### TASK TO COMPLETE
Copy out the lines beginning at the one with "Each instance receives one keypoint. Mark the dry" and ending at the last line of the data, both included; pictures stay out.

### Stored dataset items
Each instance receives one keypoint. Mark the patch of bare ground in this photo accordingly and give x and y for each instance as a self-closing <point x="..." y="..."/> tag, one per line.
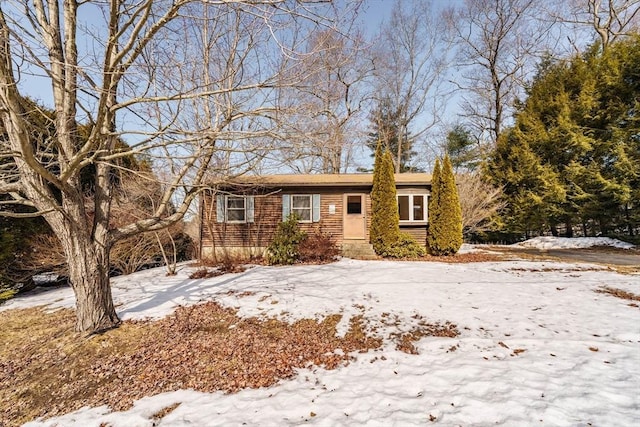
<point x="406" y="341"/>
<point x="46" y="369"/>
<point x="619" y="293"/>
<point x="460" y="258"/>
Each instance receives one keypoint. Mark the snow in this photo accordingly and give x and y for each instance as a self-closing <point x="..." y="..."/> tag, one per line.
<point x="549" y="242"/>
<point x="548" y="309"/>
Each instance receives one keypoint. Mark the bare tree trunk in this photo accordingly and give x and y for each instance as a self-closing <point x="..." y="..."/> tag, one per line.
<point x="89" y="276"/>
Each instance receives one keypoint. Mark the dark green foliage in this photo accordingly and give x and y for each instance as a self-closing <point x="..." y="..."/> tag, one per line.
<point x="573" y="155"/>
<point x="434" y="207"/>
<point x="283" y="249"/>
<point x="405" y="247"/>
<point x="387" y="128"/>
<point x="318" y="247"/>
<point x="445" y="215"/>
<point x="385" y="220"/>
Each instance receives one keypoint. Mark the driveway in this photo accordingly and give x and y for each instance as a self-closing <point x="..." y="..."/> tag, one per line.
<point x="597" y="255"/>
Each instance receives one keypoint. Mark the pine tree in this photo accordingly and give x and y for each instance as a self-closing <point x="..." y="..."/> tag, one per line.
<point x="445" y="215"/>
<point x="385" y="220"/>
<point x="387" y="128"/>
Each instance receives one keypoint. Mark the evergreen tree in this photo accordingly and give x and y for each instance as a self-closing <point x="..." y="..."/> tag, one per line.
<point x="385" y="219"/>
<point x="573" y="155"/>
<point x="435" y="227"/>
<point x="387" y="127"/>
<point x="445" y="232"/>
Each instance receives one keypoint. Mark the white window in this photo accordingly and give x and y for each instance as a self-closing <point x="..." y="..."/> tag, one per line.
<point x="305" y="206"/>
<point x="234" y="209"/>
<point x="412" y="207"/>
<point x="301" y="206"/>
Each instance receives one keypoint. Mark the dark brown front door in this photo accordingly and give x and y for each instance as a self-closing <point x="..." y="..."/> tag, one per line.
<point x="354" y="223"/>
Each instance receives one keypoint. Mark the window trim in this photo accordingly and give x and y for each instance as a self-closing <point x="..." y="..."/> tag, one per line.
<point x="425" y="207"/>
<point x="226" y="209"/>
<point x="291" y="211"/>
<point x="222" y="209"/>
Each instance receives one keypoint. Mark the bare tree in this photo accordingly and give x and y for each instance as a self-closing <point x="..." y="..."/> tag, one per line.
<point x="132" y="76"/>
<point x="608" y="19"/>
<point x="324" y="113"/>
<point x="498" y="43"/>
<point x="410" y="63"/>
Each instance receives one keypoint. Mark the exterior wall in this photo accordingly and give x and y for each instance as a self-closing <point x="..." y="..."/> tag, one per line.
<point x="251" y="239"/>
<point x="416" y="229"/>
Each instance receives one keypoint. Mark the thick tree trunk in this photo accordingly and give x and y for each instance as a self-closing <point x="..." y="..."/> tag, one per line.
<point x="89" y="276"/>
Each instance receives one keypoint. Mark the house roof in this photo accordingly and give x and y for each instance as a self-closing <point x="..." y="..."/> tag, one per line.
<point x="328" y="180"/>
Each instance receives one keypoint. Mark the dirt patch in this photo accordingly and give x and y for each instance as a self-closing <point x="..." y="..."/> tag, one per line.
<point x="459" y="258"/>
<point x="619" y="293"/>
<point x="47" y="370"/>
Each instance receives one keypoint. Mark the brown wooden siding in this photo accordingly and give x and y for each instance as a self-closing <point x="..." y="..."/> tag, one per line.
<point x="268" y="213"/>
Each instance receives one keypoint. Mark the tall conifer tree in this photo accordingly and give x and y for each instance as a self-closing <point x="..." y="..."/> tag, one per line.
<point x="434" y="208"/>
<point x="385" y="220"/>
<point x="445" y="215"/>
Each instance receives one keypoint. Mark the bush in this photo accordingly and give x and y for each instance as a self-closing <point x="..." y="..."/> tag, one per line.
<point x="283" y="249"/>
<point x="318" y="247"/>
<point x="385" y="221"/>
<point x="445" y="215"/>
<point x="405" y="247"/>
<point x="6" y="293"/>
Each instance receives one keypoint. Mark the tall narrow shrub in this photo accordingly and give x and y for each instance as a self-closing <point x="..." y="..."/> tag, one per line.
<point x="445" y="232"/>
<point x="434" y="209"/>
<point x="385" y="220"/>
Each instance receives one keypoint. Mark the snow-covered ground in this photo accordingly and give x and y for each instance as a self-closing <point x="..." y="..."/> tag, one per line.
<point x="549" y="242"/>
<point x="538" y="345"/>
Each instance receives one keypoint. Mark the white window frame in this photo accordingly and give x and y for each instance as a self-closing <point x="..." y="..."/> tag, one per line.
<point x="425" y="208"/>
<point x="291" y="208"/>
<point x="227" y="198"/>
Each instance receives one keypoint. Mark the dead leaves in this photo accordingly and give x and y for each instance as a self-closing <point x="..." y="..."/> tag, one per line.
<point x="619" y="293"/>
<point x="204" y="347"/>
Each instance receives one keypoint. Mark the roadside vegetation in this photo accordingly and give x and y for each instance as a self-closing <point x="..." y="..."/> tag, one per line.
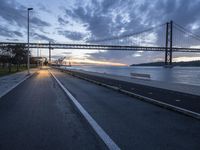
<point x="13" y="58"/>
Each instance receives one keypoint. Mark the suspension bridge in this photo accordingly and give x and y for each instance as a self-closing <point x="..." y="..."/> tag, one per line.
<point x="168" y="38"/>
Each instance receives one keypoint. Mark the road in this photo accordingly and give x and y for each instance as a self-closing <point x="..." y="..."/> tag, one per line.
<point x="37" y="115"/>
<point x="132" y="123"/>
<point x="176" y="98"/>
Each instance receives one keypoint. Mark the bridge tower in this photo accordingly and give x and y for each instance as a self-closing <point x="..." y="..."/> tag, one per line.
<point x="168" y="50"/>
<point x="50" y="48"/>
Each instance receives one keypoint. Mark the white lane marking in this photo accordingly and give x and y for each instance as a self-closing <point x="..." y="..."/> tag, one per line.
<point x="14" y="86"/>
<point x="100" y="132"/>
<point x="162" y="104"/>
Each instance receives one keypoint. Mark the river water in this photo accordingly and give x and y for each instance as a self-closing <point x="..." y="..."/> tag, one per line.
<point x="186" y="75"/>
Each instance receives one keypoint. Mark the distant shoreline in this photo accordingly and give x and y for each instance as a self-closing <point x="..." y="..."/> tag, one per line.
<point x="182" y="64"/>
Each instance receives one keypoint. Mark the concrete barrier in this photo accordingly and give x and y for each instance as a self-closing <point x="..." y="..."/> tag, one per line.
<point x="140" y="76"/>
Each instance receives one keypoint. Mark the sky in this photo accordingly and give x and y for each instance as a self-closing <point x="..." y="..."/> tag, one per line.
<point x="70" y="21"/>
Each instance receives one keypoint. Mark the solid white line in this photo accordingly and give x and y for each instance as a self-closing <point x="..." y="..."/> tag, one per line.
<point x="162" y="104"/>
<point x="14" y="86"/>
<point x="100" y="132"/>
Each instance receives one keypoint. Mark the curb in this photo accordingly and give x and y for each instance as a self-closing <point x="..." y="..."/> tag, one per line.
<point x="14" y="86"/>
<point x="144" y="98"/>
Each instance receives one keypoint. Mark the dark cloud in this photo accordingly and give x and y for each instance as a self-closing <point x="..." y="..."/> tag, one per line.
<point x="72" y="35"/>
<point x="42" y="37"/>
<point x="4" y="31"/>
<point x="62" y="21"/>
<point x="16" y="13"/>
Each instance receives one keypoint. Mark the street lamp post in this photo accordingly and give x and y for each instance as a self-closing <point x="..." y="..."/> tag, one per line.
<point x="28" y="58"/>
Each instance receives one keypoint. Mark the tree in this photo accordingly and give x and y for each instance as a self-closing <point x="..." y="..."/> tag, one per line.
<point x="19" y="55"/>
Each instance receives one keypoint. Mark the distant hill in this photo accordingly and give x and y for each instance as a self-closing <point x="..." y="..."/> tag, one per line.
<point x="186" y="64"/>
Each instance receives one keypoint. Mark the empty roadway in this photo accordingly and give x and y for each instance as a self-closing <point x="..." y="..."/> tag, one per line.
<point x="131" y="123"/>
<point x="37" y="115"/>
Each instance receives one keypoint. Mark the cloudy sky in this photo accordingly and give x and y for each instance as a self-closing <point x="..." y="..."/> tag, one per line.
<point x="68" y="21"/>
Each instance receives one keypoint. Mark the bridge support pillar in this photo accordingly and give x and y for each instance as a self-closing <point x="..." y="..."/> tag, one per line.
<point x="168" y="50"/>
<point x="50" y="52"/>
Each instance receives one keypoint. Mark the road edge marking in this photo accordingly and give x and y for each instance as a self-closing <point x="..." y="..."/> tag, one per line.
<point x="147" y="99"/>
<point x="99" y="131"/>
<point x="14" y="86"/>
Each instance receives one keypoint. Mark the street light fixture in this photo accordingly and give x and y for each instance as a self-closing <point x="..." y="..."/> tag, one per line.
<point x="28" y="58"/>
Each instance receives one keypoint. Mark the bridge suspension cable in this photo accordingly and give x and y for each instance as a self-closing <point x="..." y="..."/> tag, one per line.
<point x="153" y="36"/>
<point x="183" y="38"/>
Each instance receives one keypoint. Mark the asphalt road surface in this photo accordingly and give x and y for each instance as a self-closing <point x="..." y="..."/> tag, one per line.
<point x="37" y="115"/>
<point x="180" y="99"/>
<point x="132" y="123"/>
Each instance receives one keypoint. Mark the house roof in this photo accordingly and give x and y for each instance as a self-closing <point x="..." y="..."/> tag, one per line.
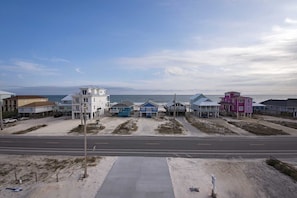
<point x="67" y="98"/>
<point x="205" y="102"/>
<point x="292" y="102"/>
<point x="150" y="102"/>
<point x="123" y="104"/>
<point x="272" y="102"/>
<point x="197" y="96"/>
<point x="27" y="97"/>
<point x="258" y="105"/>
<point x="208" y="103"/>
<point x="171" y="103"/>
<point x="39" y="104"/>
<point x="6" y="93"/>
<point x="283" y="103"/>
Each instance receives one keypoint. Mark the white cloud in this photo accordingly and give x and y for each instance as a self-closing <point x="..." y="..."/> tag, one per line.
<point x="29" y="67"/>
<point x="78" y="70"/>
<point x="269" y="65"/>
<point x="290" y="21"/>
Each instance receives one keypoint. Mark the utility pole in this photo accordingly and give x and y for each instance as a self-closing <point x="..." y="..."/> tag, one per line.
<point x="174" y="110"/>
<point x="1" y="120"/>
<point x="85" y="141"/>
<point x="81" y="106"/>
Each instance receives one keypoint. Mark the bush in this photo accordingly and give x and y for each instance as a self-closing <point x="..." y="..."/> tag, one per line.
<point x="283" y="167"/>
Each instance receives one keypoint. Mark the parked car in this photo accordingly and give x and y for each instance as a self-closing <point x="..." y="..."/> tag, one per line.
<point x="9" y="120"/>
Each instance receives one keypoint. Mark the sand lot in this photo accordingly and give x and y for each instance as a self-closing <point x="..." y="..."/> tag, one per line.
<point x="235" y="178"/>
<point x="145" y="126"/>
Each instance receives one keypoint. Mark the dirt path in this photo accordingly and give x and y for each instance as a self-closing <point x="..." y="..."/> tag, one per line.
<point x="234" y="179"/>
<point x="291" y="131"/>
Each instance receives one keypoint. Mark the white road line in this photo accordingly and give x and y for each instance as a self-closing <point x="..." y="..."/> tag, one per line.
<point x="152" y="143"/>
<point x="52" y="142"/>
<point x="257" y="144"/>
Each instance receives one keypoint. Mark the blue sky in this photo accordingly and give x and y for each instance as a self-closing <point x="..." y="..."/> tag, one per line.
<point x="150" y="46"/>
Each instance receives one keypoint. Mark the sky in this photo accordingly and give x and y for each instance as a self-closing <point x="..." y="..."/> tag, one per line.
<point x="149" y="46"/>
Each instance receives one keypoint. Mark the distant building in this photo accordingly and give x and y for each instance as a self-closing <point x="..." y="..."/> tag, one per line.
<point x="234" y="103"/>
<point x="122" y="109"/>
<point x="148" y="109"/>
<point x="65" y="106"/>
<point x="4" y="95"/>
<point x="176" y="108"/>
<point x="258" y="108"/>
<point x="13" y="103"/>
<point x="202" y="106"/>
<point x="94" y="100"/>
<point x="281" y="107"/>
<point x="37" y="109"/>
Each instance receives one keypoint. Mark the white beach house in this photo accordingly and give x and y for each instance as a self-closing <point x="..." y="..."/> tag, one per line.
<point x="65" y="106"/>
<point x="94" y="100"/>
<point x="203" y="106"/>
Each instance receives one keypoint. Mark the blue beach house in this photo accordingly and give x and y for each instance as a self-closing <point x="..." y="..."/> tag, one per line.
<point x="123" y="109"/>
<point x="148" y="109"/>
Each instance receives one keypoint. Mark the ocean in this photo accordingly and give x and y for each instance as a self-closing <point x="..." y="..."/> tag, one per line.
<point x="167" y="98"/>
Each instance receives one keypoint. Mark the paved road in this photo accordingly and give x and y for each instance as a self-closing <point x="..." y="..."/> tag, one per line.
<point x="193" y="147"/>
<point x="137" y="177"/>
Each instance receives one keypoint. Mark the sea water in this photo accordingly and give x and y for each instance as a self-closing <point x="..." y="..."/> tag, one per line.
<point x="167" y="98"/>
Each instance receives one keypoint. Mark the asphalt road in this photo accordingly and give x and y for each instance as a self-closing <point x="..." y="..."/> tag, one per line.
<point x="157" y="146"/>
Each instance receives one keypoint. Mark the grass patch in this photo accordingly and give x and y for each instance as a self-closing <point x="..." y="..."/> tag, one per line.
<point x="284" y="123"/>
<point x="30" y="129"/>
<point x="92" y="128"/>
<point x="207" y="127"/>
<point x="170" y="127"/>
<point x="126" y="128"/>
<point x="258" y="129"/>
<point x="283" y="167"/>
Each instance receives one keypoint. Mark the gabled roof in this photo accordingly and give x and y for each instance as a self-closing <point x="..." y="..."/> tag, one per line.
<point x="67" y="98"/>
<point x="198" y="95"/>
<point x="150" y="102"/>
<point x="123" y="104"/>
<point x="282" y="103"/>
<point x="205" y="102"/>
<point x="258" y="105"/>
<point x="171" y="103"/>
<point x="209" y="103"/>
<point x="6" y="93"/>
<point x="39" y="104"/>
<point x="292" y="102"/>
<point x="27" y="97"/>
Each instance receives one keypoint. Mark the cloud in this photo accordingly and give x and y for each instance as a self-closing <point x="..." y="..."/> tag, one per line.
<point x="29" y="68"/>
<point x="290" y="21"/>
<point x="265" y="65"/>
<point x="52" y="59"/>
<point x="78" y="70"/>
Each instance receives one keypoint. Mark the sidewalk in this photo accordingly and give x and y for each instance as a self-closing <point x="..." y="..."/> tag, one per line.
<point x="137" y="177"/>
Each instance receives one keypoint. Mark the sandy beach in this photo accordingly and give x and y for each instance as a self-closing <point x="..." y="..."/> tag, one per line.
<point x="234" y="177"/>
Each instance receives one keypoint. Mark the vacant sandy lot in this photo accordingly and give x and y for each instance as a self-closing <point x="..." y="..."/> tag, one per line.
<point x="235" y="178"/>
<point x="145" y="126"/>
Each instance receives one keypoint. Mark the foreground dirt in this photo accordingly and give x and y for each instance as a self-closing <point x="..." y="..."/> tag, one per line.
<point x="47" y="169"/>
<point x="234" y="179"/>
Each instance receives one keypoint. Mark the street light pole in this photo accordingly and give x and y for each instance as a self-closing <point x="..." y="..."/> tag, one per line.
<point x="85" y="141"/>
<point x="1" y="121"/>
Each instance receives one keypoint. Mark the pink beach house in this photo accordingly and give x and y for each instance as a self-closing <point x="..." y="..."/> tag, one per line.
<point x="234" y="103"/>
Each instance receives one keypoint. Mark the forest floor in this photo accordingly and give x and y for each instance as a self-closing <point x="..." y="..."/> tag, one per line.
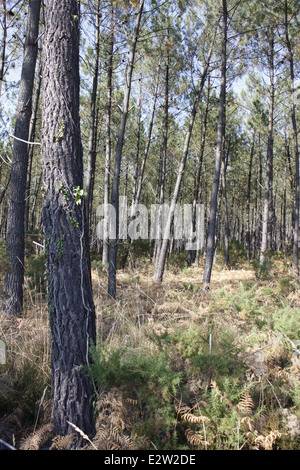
<point x="174" y="368"/>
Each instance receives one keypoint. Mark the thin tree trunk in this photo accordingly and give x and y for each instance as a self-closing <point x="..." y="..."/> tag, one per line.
<point x="268" y="205"/>
<point x="105" y="252"/>
<point x="160" y="263"/>
<point x="194" y="254"/>
<point x="92" y="144"/>
<point x="3" y="46"/>
<point x="163" y="163"/>
<point x="16" y="210"/>
<point x="296" y="148"/>
<point x="32" y="129"/>
<point x="146" y="152"/>
<point x="113" y="246"/>
<point x="210" y="247"/>
<point x="248" y="231"/>
<point x="71" y="307"/>
<point x="226" y="219"/>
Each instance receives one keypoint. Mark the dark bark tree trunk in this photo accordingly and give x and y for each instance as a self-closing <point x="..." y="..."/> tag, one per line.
<point x="296" y="148"/>
<point x="248" y="231"/>
<point x="3" y="46"/>
<point x="113" y="245"/>
<point x="268" y="199"/>
<point x="161" y="259"/>
<point x="195" y="253"/>
<point x="31" y="136"/>
<point x="163" y="160"/>
<point x="147" y="147"/>
<point x="105" y="252"/>
<point x="71" y="308"/>
<point x="210" y="246"/>
<point x="14" y="280"/>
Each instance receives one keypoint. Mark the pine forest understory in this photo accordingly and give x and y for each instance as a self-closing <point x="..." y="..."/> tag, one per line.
<point x="149" y="225"/>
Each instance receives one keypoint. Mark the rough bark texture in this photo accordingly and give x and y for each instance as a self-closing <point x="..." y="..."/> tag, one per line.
<point x="296" y="148"/>
<point x="16" y="210"/>
<point x="71" y="308"/>
<point x="161" y="259"/>
<point x="210" y="247"/>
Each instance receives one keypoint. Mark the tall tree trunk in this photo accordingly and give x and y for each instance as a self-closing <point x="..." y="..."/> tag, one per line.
<point x="14" y="280"/>
<point x="71" y="308"/>
<point x="225" y="209"/>
<point x="210" y="246"/>
<point x="105" y="252"/>
<point x="147" y="147"/>
<point x="296" y="148"/>
<point x="3" y="46"/>
<point x="92" y="144"/>
<point x="161" y="259"/>
<point x="113" y="246"/>
<point x="268" y="204"/>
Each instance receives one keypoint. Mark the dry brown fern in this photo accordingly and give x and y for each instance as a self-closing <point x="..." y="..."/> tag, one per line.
<point x="63" y="442"/>
<point x="196" y="439"/>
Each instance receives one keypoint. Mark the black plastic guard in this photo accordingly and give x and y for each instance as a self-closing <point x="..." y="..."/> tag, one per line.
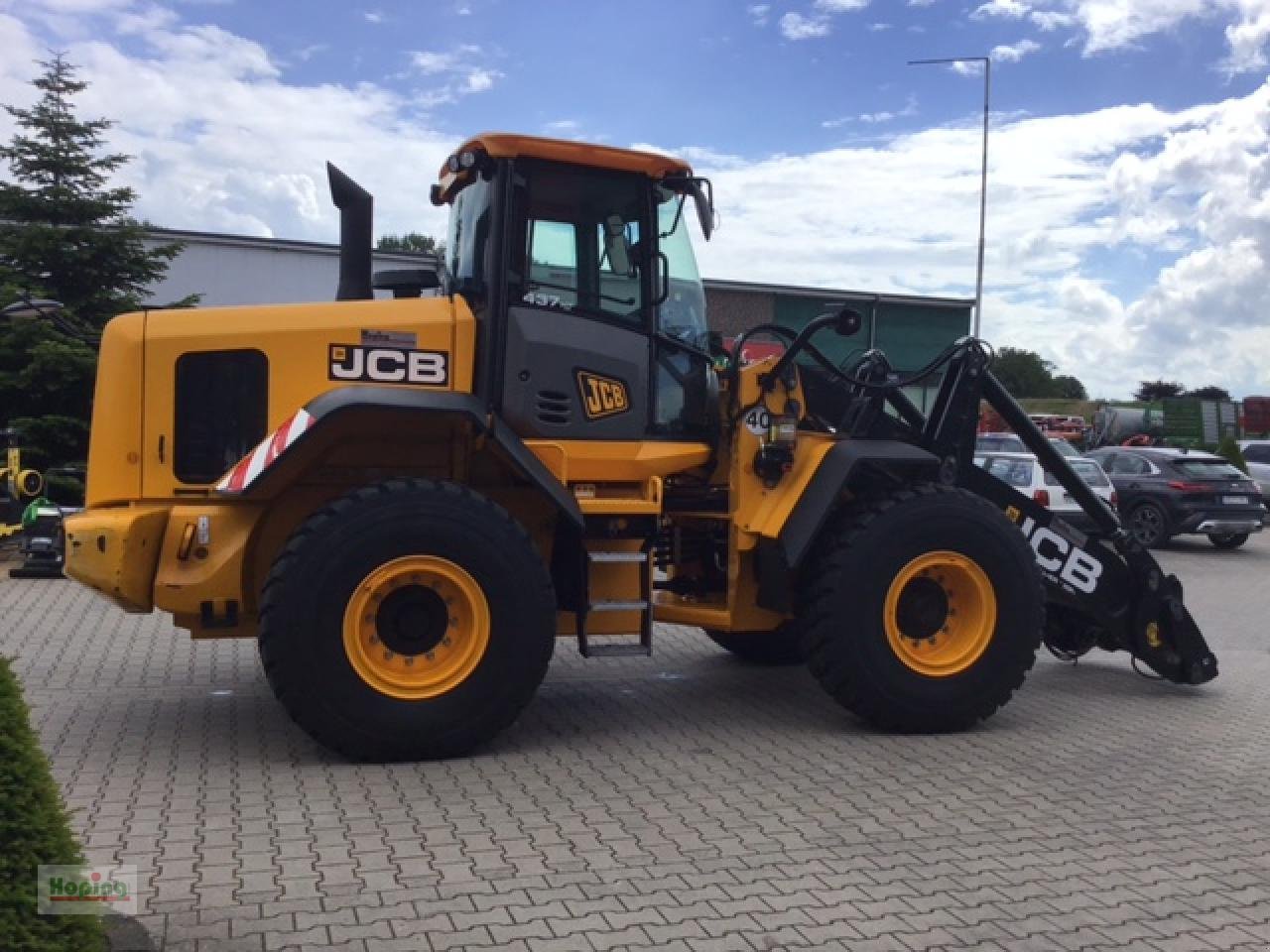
<point x="1111" y="587"/>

### SOLUTION FOR THIS EXERCISE
Each instance receives one keypoint. Mark the dry brown fern in this photo accordingly and give x and y for each instance as a self-closing <point x="..." y="..."/> tag, one per line.
<point x="63" y="442"/>
<point x="196" y="439"/>
Each instance receives one keypoint. Mark the black plastic guard in this photo accordingly and give x and y for each instance as a self-closing <point x="..." y="..."/> tag, one per line.
<point x="1111" y="587"/>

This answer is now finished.